Brief: Reproduce every line of the records below, requests included. Multiply each point coordinate in the answers by 0.75 and round it to a whole number, rounding halves up, but leave the numbers in the requests and their sample outputs as they are.

Source records:
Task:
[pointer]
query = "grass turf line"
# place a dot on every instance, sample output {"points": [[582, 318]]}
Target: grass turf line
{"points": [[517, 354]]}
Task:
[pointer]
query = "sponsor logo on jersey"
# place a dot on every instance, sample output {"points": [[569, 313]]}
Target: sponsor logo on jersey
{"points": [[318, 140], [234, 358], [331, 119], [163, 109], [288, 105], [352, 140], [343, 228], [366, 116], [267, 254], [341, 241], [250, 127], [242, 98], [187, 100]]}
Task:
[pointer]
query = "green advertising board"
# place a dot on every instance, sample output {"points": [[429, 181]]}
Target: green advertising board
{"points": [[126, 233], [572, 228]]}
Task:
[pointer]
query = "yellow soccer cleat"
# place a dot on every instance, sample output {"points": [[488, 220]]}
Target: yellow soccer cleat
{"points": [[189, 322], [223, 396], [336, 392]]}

Output below:
Task:
[pointer]
query = "grass turf line"
# place a dot on every instance, sample output {"points": [[582, 318]]}
Target: grass turf line
{"points": [[388, 266]]}
Task:
[pointer]
query = "sponsor logo on jersey"
# place a dot on every instance, sample output {"points": [[569, 313]]}
Target: sponsor logo on jersey
{"points": [[239, 105], [176, 269], [248, 89], [122, 82], [216, 79], [264, 105], [257, 171], [275, 87], [200, 191], [256, 181], [188, 95], [182, 74], [140, 75]]}
Task:
[pointer]
query = "green advertising board"
# place a dot on every instance, sample output {"points": [[429, 181]]}
Target: green advertising board
{"points": [[95, 175], [429, 171]]}
Task:
[pointer]
query = "yellow soccer cleat"
# place a dot on every instance, sample output {"points": [[488, 220]]}
Target: yellow soccer cleat
{"points": [[142, 242], [167, 297], [252, 294]]}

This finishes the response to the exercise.